SOURCE TEXT:

====

Fan-created content multiplied through 2005 and into 2006. Independent musicians recorded songs about the film. Bloggers created fake reviews. Fan trailers circulated. A petition gathered thousands of signatures demanding the film keep its title after it was temporarily retitled "Pacific Air Flight 121" for marketing research purposes. Jackson publicly refused the rename, and the original title was restored.
In March 2006, roughly five months before release, New Line took the extraordinary step of commissioning reshoots to upgrade the rating from PG-13 to R. The decision was made in direct response to the online campaign. Additional scenes were shot, including the line Jackson delivers in the film's third act, which had already been widely quoted online in its hypothetical form before it existed in any actual footage. Cobra Starship was commissioned to record "Snakes on a Plane (Bring It)" as a tie-in single. Production used approximately 450 live snakes on set at Vancouver Film Studios, with professional handlers on set throughout. The full-scale 747 cabin sets were built to allow controlled snake releases for filming.
The film released August 18, 2006, carrying expectations the internet had created and the box office could not meet.
Awards and Recognition
Snakes on a Plane earned 4 wins and 8 nominations across various award bodies, with recognition concentrated in genre and audience-voted categories.

====

DATASET EXCERPTS:
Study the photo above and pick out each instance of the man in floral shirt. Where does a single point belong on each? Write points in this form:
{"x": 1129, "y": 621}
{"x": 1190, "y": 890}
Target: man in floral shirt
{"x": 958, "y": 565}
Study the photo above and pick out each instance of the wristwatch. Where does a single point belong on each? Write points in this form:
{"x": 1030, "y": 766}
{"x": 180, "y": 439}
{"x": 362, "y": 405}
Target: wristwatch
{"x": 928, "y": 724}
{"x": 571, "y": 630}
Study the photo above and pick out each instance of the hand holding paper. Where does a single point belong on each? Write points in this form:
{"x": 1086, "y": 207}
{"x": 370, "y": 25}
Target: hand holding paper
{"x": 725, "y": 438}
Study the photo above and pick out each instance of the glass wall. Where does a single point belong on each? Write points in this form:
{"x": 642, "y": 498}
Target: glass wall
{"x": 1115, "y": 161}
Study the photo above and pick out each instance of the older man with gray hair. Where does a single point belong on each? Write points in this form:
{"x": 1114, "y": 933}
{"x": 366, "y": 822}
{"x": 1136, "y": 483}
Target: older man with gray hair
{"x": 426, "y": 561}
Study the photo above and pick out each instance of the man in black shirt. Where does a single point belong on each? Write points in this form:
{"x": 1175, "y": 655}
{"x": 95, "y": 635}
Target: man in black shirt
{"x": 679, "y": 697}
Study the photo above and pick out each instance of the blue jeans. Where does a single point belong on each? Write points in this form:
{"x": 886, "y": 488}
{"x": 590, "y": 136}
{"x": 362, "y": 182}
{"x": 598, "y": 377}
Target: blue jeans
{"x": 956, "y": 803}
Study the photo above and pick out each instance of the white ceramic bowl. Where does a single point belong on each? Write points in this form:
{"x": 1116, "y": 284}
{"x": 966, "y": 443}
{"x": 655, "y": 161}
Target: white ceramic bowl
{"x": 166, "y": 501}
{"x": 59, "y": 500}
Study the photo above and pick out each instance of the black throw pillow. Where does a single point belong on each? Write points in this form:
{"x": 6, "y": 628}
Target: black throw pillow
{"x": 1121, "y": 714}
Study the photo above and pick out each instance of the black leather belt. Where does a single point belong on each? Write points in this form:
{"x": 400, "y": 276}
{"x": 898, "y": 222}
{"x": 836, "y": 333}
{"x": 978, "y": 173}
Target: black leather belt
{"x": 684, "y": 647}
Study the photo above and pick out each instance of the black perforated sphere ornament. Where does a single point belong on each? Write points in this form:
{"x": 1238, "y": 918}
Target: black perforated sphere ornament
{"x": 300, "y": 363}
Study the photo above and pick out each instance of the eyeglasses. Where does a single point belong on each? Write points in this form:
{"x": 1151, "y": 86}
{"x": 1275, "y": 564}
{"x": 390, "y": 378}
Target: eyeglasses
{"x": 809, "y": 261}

====

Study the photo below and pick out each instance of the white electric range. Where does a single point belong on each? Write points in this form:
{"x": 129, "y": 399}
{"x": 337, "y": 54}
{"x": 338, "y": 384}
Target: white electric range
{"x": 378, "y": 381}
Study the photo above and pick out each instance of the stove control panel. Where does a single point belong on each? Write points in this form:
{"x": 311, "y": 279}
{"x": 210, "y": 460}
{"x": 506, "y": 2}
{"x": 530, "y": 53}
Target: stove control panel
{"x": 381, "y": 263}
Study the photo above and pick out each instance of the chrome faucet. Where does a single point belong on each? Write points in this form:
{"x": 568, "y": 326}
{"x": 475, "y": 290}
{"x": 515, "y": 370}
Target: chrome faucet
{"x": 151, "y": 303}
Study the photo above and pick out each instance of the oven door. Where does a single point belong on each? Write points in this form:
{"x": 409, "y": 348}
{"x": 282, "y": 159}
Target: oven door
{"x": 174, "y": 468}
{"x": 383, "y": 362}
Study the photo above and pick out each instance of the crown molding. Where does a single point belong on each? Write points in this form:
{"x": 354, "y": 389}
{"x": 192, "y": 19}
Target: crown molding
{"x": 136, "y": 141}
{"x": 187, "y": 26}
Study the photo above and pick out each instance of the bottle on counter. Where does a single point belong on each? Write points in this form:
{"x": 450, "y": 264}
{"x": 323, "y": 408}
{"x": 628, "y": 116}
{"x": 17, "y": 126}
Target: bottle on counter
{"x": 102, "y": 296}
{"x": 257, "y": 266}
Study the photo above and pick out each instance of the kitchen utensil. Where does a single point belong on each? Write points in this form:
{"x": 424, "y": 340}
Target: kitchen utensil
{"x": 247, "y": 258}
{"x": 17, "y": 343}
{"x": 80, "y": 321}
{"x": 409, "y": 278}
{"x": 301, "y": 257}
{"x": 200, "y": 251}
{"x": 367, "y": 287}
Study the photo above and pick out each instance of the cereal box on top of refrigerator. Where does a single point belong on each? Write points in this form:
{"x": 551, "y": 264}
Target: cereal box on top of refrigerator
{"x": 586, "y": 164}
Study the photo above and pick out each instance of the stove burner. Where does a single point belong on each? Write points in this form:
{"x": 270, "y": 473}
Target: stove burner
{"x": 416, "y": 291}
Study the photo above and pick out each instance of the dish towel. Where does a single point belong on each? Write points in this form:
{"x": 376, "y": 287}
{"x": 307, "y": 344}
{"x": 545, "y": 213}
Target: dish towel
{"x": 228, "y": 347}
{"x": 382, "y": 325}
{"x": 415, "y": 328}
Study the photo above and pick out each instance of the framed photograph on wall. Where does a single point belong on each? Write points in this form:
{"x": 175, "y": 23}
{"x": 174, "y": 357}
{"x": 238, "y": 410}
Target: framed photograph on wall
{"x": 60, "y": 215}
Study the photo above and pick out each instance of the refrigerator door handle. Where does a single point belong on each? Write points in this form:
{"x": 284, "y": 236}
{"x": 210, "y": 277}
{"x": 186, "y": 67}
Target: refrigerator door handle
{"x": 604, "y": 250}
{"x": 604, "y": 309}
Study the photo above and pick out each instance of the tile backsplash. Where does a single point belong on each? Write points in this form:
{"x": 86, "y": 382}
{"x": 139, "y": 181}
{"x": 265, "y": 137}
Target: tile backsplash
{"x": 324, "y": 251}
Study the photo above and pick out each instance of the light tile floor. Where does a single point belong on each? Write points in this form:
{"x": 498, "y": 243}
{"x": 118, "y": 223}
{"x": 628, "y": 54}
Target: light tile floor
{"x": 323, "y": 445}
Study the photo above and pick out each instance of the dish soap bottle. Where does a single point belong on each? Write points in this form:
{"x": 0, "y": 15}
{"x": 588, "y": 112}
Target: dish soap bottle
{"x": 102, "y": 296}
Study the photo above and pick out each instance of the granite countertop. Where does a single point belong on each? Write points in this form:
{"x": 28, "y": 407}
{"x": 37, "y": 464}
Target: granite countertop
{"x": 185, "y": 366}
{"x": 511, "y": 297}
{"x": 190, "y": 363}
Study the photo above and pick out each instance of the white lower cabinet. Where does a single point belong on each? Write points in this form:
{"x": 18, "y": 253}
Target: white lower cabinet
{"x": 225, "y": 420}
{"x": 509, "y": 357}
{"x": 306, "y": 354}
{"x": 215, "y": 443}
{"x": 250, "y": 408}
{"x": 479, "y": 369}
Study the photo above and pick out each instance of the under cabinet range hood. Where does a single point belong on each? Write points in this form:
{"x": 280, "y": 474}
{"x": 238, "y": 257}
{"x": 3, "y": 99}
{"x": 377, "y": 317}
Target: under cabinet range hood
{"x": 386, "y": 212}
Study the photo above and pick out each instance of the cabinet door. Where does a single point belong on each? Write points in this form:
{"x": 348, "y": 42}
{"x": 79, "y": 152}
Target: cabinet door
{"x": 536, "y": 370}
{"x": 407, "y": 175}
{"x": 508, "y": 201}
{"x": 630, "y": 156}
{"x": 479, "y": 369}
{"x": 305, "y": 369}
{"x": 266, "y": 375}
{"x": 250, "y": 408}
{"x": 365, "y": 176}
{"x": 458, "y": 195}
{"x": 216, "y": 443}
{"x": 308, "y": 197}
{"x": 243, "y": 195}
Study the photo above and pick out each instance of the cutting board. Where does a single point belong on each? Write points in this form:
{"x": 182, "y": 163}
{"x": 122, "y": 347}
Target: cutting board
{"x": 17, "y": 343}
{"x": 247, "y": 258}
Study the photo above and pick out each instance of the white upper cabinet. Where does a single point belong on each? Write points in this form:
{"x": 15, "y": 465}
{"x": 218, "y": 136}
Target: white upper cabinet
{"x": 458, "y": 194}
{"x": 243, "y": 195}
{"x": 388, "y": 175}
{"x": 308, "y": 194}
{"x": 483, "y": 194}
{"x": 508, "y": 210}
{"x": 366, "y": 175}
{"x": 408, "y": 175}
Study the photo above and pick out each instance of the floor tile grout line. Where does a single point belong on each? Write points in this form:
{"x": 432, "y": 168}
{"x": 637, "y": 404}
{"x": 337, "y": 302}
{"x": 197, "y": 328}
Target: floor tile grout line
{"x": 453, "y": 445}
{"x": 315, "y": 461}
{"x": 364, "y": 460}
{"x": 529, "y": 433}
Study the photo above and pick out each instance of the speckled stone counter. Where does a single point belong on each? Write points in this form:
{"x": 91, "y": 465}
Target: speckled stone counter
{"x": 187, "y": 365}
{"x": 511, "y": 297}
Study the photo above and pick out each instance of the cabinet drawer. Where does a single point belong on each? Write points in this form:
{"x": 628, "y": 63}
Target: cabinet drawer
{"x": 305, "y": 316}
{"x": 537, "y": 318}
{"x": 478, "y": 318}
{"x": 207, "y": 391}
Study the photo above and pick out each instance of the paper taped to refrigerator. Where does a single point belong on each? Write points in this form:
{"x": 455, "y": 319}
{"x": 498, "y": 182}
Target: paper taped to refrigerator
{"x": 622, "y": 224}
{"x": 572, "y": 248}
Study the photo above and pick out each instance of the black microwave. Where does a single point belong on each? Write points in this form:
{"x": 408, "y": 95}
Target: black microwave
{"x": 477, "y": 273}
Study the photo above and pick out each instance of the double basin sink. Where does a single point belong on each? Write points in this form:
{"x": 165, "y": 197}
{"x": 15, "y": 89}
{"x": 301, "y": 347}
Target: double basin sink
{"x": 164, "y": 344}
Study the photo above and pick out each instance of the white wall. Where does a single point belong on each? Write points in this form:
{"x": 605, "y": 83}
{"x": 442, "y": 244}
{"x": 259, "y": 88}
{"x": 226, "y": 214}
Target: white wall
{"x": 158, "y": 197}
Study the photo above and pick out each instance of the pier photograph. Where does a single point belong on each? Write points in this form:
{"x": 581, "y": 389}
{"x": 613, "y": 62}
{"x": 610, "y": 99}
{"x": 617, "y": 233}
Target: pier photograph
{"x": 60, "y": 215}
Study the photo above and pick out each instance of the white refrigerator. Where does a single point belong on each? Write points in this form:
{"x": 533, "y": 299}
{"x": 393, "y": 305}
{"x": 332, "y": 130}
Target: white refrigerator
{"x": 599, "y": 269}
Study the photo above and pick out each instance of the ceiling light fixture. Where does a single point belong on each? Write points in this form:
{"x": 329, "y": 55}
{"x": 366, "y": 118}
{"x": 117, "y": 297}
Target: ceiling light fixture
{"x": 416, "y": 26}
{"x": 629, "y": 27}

====

THE TASKS:
a. In the Snakes on a Plane text above, rewrite the paragraph beginning "In March 2006, roughly five months before release" as a short bulleted list that keeps its main facts.
b. According to the Snakes on a Plane text, what temporary title was the film given for marketing research?

EXPECTED ANSWERS:
a.
- In March 2006, about five months before release, New Line ordered reshoots to move the rating from PG-13 to R, in direct response to the online campaign.
- The added scenes included Jackson's third-act line, which had been widely quoted online before it was ever filmed.
- Cobra Starship recorded "Snakes on a Plane (Bring It)" as a tie-in single.
- About 450 live snakes were used at Vancouver Film Studios, with professional handlers present throughout.
- Full-scale 747 cabin sets were built so snakes could be released in a controlled way during filming.

b. "Pacific Air Flight 121"